[Bounding box annotation entries]
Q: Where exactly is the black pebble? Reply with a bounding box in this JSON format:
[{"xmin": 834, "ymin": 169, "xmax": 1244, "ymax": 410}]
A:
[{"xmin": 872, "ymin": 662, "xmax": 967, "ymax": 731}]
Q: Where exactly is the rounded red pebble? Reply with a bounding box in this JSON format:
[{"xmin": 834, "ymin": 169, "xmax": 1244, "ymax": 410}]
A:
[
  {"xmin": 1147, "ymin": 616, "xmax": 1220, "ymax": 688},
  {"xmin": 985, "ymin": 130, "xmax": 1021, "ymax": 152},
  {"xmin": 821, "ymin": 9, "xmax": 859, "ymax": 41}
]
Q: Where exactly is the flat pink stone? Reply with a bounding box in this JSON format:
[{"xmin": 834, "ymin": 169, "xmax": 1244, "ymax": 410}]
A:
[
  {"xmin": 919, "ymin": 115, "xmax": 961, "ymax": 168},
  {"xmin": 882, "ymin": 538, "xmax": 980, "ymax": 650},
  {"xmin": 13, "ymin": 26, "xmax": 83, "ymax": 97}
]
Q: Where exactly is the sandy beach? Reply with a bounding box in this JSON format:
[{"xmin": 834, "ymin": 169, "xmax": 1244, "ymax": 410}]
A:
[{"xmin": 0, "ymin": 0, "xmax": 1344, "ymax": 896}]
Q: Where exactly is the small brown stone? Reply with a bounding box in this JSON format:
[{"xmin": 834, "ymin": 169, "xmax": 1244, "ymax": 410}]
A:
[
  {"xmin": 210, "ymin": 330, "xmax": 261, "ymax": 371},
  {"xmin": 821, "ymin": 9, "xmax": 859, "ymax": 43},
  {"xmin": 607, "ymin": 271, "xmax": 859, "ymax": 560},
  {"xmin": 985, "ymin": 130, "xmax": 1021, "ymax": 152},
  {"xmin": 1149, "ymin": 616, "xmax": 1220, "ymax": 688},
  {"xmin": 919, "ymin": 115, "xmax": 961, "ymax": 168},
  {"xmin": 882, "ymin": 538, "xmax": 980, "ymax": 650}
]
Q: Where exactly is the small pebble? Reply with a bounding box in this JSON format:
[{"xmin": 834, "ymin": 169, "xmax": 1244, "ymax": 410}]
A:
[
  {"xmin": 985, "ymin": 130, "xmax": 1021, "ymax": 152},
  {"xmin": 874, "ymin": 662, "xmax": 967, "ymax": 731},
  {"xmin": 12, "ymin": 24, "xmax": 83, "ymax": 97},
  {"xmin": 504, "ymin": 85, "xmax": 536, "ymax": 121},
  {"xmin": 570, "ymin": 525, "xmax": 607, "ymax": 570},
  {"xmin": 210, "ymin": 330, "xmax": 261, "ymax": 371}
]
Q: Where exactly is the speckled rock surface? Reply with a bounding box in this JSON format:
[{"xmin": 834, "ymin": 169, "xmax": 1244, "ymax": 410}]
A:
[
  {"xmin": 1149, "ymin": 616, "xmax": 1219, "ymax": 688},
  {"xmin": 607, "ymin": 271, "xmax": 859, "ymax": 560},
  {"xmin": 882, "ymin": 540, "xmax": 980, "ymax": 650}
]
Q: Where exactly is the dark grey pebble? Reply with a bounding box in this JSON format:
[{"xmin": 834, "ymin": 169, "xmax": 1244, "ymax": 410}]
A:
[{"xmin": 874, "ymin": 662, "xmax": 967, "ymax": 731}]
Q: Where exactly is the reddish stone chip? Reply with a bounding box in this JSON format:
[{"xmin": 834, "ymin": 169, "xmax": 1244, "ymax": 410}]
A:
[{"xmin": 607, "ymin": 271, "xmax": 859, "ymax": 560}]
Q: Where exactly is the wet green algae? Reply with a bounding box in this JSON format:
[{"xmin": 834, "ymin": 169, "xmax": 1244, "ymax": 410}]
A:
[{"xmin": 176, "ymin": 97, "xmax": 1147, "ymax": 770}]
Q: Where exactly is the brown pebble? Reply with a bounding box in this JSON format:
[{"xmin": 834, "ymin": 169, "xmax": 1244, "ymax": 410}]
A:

• _Problem statement_: Return all of the data precisely as it appears.

• _Output_:
Q: Where exactly is the black pebble? Reply with a bounding box in this JSON format:
[{"xmin": 834, "ymin": 169, "xmax": 1244, "ymax": 410}]
A:
[{"xmin": 872, "ymin": 662, "xmax": 967, "ymax": 731}]
Q: Where exactly is the rounded red pebble? Reply with a bounding box in this JSON format:
[{"xmin": 834, "ymin": 169, "xmax": 1244, "ymax": 410}]
A:
[
  {"xmin": 1147, "ymin": 616, "xmax": 1220, "ymax": 688},
  {"xmin": 985, "ymin": 130, "xmax": 1021, "ymax": 152},
  {"xmin": 821, "ymin": 9, "xmax": 859, "ymax": 41}
]
Q: Where exactly is the flat pink stone? Reply with a bounding box in this JSON format:
[{"xmin": 834, "ymin": 169, "xmax": 1244, "ymax": 410}]
A:
[
  {"xmin": 919, "ymin": 115, "xmax": 961, "ymax": 168},
  {"xmin": 882, "ymin": 538, "xmax": 980, "ymax": 650},
  {"xmin": 13, "ymin": 26, "xmax": 83, "ymax": 97}
]
Q: Where exactly is the sandy beach? Reply with a bounding box in this JSON format:
[{"xmin": 834, "ymin": 169, "xmax": 1244, "ymax": 410}]
A:
[{"xmin": 0, "ymin": 0, "xmax": 1344, "ymax": 896}]
Q: Where exactly is the small brown stone? Reply with a bounding box in this JSON format:
[{"xmin": 834, "ymin": 169, "xmax": 1244, "ymax": 410}]
A:
[
  {"xmin": 210, "ymin": 330, "xmax": 261, "ymax": 371},
  {"xmin": 821, "ymin": 9, "xmax": 859, "ymax": 43},
  {"xmin": 607, "ymin": 271, "xmax": 859, "ymax": 560},
  {"xmin": 985, "ymin": 130, "xmax": 1021, "ymax": 152},
  {"xmin": 1149, "ymin": 616, "xmax": 1220, "ymax": 688},
  {"xmin": 919, "ymin": 115, "xmax": 961, "ymax": 168},
  {"xmin": 882, "ymin": 538, "xmax": 980, "ymax": 650}
]
Q: Where exactly is the small pebble? Reply with a bounding box in this JSON format:
[{"xmin": 834, "ymin": 169, "xmax": 1244, "ymax": 410}]
A:
[
  {"xmin": 985, "ymin": 130, "xmax": 1021, "ymax": 152},
  {"xmin": 874, "ymin": 662, "xmax": 967, "ymax": 731},
  {"xmin": 12, "ymin": 24, "xmax": 83, "ymax": 97},
  {"xmin": 504, "ymin": 85, "xmax": 536, "ymax": 121},
  {"xmin": 570, "ymin": 525, "xmax": 607, "ymax": 570},
  {"xmin": 210, "ymin": 330, "xmax": 261, "ymax": 371}
]
Q: Where exactly is the speckled rock surface? Reply with a bounding box in this JSON format:
[{"xmin": 834, "ymin": 169, "xmax": 1244, "ymax": 410}]
A:
[
  {"xmin": 1149, "ymin": 616, "xmax": 1219, "ymax": 688},
  {"xmin": 607, "ymin": 271, "xmax": 859, "ymax": 560},
  {"xmin": 882, "ymin": 540, "xmax": 980, "ymax": 650}
]
Q: Where exactly is the dark grey pebble? Reply with a bounding box in this JSON format:
[{"xmin": 834, "ymin": 169, "xmax": 1244, "ymax": 410}]
A:
[{"xmin": 874, "ymin": 662, "xmax": 967, "ymax": 731}]
Q: Where exactly is the reddish stone chip? Reply with a bounding box in this JSON format:
[{"xmin": 834, "ymin": 169, "xmax": 1244, "ymax": 410}]
A:
[{"xmin": 607, "ymin": 271, "xmax": 859, "ymax": 560}]
Q: Where exactly is the wet green algae? Reply with a bounding box in this JSON format:
[{"xmin": 834, "ymin": 169, "xmax": 1244, "ymax": 410}]
A:
[{"xmin": 176, "ymin": 97, "xmax": 1147, "ymax": 770}]
Q: Where exactly is the brown pebble? Reply with a bounding box in this JSON format:
[{"xmin": 834, "ymin": 169, "xmax": 1244, "ymax": 410}]
A:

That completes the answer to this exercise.